Start of Given entries

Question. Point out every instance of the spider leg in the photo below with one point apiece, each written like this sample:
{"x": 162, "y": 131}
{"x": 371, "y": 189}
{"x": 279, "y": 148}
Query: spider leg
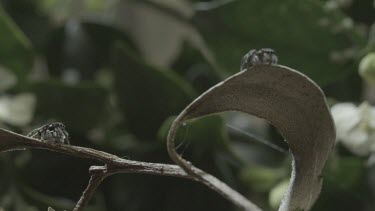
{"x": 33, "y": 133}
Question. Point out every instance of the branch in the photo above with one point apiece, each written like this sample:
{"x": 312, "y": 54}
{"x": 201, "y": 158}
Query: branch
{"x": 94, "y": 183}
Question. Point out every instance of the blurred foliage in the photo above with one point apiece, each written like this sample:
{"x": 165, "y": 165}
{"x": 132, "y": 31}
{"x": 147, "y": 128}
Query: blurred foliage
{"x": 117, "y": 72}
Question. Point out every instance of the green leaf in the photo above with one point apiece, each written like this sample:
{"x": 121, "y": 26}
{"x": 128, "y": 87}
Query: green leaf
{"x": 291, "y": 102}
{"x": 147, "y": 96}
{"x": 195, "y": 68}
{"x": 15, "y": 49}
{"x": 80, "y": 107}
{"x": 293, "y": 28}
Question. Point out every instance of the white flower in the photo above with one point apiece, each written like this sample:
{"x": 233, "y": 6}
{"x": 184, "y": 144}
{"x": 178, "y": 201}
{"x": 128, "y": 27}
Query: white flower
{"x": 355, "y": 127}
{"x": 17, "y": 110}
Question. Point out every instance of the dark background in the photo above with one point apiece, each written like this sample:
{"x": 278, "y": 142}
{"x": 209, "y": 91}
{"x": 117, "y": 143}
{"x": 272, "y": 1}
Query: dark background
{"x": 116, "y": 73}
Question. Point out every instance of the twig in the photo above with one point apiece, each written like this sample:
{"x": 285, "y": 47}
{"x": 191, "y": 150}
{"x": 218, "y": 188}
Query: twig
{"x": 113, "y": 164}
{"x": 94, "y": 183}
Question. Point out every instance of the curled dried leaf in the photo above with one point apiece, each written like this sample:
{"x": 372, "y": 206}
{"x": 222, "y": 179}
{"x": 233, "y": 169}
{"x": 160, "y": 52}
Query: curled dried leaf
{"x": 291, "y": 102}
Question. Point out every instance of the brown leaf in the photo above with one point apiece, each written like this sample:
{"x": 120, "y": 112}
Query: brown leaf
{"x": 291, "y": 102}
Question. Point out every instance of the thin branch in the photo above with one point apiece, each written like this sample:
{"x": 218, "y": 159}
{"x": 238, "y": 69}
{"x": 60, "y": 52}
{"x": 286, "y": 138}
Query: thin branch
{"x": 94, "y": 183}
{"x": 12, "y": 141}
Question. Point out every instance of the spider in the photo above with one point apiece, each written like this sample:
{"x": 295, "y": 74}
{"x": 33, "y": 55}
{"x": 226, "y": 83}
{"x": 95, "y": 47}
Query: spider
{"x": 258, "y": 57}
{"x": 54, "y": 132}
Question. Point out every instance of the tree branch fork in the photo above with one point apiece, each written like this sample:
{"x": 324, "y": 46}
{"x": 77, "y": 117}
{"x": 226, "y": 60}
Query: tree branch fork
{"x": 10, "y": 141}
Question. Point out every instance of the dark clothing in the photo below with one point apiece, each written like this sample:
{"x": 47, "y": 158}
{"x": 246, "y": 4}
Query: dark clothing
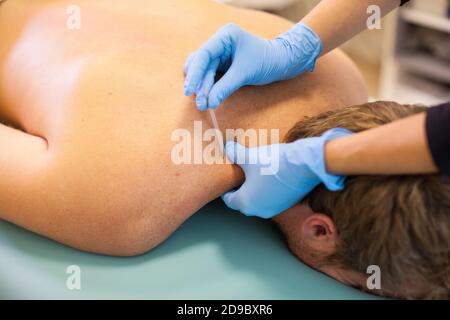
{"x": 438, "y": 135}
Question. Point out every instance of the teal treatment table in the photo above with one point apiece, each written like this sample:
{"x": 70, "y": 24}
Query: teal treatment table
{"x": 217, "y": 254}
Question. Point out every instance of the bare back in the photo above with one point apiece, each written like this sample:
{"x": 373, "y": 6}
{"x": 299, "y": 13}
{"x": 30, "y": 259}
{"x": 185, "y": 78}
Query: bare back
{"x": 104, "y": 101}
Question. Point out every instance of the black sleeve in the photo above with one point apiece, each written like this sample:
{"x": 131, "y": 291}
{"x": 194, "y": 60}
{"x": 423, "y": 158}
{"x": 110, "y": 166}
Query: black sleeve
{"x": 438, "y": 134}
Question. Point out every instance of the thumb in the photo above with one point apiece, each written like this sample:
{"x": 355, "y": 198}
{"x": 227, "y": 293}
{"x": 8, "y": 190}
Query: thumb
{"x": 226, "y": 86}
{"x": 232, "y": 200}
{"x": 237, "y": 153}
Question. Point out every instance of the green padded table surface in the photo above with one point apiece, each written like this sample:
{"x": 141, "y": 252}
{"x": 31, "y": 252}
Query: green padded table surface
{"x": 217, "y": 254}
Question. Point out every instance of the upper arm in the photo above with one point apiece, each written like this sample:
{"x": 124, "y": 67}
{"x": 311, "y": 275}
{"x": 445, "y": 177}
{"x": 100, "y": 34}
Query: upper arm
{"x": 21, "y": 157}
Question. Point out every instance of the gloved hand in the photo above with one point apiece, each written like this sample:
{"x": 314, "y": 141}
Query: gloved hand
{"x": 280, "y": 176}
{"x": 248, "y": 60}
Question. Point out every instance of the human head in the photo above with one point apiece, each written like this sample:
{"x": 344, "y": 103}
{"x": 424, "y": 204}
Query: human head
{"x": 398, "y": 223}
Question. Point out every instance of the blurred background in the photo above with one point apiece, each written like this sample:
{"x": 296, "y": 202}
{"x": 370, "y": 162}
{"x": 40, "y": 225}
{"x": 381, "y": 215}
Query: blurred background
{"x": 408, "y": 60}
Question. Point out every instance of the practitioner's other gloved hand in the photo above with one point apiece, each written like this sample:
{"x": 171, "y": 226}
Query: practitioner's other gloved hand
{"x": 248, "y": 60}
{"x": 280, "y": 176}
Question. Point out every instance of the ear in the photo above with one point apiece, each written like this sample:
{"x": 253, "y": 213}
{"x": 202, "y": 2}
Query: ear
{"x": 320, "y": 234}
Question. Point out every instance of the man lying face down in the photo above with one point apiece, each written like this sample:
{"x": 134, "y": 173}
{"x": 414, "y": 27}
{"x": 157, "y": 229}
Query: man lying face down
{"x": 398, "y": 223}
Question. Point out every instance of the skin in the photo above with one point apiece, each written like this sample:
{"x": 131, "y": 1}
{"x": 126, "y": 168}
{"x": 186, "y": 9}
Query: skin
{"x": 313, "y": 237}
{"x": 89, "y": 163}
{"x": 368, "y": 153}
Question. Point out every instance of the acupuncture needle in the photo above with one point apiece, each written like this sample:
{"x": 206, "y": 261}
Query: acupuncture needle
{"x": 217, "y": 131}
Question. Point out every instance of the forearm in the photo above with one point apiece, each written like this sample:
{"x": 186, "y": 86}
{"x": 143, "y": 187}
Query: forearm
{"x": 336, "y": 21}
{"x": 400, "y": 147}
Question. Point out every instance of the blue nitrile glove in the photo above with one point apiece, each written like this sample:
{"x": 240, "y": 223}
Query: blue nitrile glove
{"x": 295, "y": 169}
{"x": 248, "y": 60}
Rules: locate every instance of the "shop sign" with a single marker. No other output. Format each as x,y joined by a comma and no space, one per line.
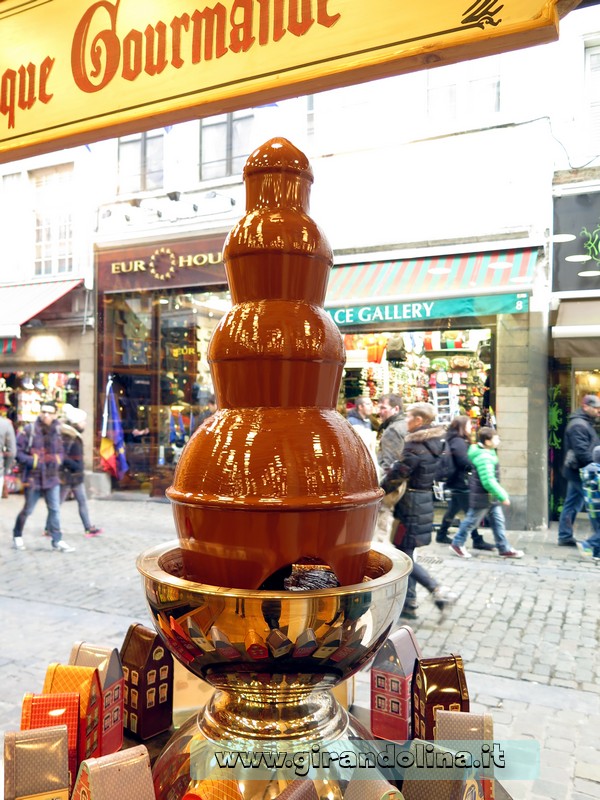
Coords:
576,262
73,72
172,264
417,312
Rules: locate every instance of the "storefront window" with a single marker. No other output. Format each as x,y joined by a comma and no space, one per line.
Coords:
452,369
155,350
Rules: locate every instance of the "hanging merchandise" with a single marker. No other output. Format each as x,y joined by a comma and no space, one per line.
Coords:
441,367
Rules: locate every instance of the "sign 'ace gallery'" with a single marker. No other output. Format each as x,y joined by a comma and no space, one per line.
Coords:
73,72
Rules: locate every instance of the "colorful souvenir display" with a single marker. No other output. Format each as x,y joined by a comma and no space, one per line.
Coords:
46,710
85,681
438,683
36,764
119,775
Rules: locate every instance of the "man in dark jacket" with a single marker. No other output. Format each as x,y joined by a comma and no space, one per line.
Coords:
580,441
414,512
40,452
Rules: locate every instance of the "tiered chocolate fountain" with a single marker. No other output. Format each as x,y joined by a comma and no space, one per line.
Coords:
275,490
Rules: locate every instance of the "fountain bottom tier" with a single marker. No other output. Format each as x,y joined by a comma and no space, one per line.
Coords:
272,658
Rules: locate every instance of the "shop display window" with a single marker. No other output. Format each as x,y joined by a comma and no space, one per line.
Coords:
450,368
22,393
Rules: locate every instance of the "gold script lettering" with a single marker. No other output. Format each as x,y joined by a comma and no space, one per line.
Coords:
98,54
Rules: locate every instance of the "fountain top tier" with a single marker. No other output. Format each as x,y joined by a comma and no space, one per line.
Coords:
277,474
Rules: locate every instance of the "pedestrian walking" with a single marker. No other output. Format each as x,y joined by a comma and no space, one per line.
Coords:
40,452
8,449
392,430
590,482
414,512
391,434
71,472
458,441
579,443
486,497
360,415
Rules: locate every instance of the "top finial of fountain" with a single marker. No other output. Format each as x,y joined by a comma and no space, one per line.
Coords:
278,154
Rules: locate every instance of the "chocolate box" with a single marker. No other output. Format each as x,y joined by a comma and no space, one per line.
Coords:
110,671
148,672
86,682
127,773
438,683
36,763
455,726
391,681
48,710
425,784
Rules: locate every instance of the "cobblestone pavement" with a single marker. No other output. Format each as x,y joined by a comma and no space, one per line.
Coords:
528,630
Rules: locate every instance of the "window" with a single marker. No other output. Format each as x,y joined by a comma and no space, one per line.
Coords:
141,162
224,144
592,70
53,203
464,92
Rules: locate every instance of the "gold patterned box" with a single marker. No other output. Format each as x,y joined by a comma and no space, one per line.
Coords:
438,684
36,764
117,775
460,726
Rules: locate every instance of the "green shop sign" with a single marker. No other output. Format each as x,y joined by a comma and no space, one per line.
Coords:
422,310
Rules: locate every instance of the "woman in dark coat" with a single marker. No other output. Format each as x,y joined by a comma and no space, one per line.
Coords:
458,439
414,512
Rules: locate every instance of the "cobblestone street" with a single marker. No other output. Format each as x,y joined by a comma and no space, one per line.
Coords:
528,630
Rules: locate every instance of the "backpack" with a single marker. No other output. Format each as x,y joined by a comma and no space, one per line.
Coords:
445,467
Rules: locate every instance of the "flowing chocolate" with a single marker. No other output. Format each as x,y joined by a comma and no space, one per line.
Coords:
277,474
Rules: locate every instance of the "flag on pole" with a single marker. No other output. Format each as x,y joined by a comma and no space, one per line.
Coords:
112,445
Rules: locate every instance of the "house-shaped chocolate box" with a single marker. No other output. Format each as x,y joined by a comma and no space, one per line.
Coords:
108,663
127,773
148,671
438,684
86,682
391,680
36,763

End of Given entries
Start of Given entries

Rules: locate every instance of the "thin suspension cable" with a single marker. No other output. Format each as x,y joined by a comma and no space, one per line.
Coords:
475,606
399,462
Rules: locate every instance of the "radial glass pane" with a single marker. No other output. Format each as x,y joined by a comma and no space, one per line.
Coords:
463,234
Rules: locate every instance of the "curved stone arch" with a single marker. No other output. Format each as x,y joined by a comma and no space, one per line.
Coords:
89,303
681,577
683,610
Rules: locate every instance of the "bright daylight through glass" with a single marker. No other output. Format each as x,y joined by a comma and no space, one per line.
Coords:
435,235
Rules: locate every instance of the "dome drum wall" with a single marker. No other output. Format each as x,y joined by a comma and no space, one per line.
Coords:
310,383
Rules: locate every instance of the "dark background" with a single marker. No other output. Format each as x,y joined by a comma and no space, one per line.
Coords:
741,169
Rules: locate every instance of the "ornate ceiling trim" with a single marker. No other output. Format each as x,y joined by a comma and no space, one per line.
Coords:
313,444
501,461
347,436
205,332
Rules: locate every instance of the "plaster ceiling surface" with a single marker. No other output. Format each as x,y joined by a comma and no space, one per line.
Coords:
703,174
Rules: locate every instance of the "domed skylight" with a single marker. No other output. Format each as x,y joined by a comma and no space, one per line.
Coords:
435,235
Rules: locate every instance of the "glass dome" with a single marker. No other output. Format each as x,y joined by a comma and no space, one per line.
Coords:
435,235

End of Given entries
Start of Given entries

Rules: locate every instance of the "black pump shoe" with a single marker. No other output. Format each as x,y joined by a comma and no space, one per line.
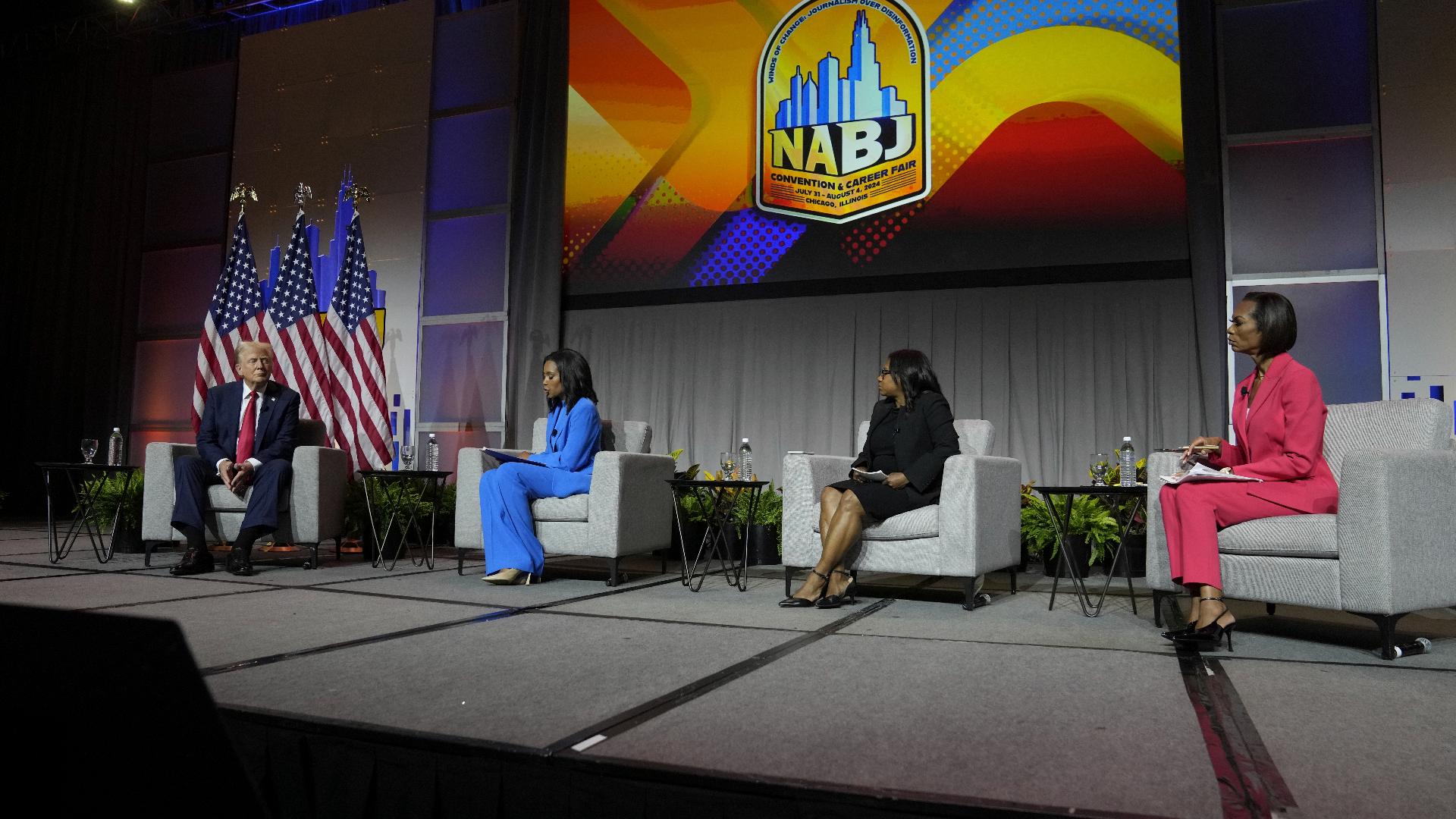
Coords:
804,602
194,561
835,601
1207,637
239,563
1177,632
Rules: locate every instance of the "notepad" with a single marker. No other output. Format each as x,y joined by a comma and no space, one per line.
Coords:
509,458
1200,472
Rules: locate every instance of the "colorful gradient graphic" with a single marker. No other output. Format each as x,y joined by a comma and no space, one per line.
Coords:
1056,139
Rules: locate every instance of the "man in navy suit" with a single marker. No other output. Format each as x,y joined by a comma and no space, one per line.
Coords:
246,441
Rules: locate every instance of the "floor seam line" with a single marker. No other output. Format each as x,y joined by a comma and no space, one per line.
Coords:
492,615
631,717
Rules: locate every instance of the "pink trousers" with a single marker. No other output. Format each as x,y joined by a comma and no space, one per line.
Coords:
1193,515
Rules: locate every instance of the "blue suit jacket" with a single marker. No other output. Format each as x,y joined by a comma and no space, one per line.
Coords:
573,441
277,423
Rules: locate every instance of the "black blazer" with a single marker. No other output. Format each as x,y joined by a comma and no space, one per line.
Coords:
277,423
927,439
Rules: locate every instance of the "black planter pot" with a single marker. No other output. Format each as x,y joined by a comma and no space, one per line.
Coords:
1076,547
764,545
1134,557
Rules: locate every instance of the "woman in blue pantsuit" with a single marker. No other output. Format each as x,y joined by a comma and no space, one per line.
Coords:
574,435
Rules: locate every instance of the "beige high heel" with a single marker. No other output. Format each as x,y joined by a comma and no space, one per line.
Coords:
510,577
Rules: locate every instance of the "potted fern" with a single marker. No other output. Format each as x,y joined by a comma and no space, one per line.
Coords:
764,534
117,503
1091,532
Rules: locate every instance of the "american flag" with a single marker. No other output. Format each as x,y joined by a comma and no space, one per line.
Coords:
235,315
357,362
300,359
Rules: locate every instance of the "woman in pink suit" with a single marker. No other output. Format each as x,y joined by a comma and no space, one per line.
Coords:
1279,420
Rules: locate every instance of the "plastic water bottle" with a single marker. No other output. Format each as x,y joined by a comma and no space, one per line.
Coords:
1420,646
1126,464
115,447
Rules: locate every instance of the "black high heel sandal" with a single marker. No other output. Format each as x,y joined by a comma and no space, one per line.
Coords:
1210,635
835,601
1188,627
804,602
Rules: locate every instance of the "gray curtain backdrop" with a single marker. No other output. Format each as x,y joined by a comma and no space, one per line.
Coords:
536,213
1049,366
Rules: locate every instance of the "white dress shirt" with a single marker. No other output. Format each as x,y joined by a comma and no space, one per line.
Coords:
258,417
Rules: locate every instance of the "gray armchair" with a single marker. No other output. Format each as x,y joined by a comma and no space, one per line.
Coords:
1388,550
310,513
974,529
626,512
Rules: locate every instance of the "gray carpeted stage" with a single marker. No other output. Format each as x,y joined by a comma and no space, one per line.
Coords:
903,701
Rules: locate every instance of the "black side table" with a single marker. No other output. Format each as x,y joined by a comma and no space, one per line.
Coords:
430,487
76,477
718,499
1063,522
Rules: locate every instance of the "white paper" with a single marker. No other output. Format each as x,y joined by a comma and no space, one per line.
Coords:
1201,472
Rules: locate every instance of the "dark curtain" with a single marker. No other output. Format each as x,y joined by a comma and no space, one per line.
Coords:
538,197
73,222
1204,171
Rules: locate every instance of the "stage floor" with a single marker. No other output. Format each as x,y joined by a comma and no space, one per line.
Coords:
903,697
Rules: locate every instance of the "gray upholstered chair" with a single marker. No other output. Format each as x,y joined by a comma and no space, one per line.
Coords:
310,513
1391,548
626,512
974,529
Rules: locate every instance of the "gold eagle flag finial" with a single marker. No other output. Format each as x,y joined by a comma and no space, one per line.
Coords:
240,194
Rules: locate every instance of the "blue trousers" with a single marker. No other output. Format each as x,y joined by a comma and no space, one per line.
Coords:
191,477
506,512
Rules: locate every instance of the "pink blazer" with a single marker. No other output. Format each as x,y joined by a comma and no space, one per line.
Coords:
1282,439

End of Given entries

# [Try it]
Copy each line above containing the string "blazer".

# [Solution]
Rules: locate every instance of the "black blazer" with a single marker. No other output. Format each as x,y joined by a comma and no space, one per line.
Rules: locate every instance of the "pink blazer" with a single marker. No other output. Format each as x,y joined by a comma and no space, one per line.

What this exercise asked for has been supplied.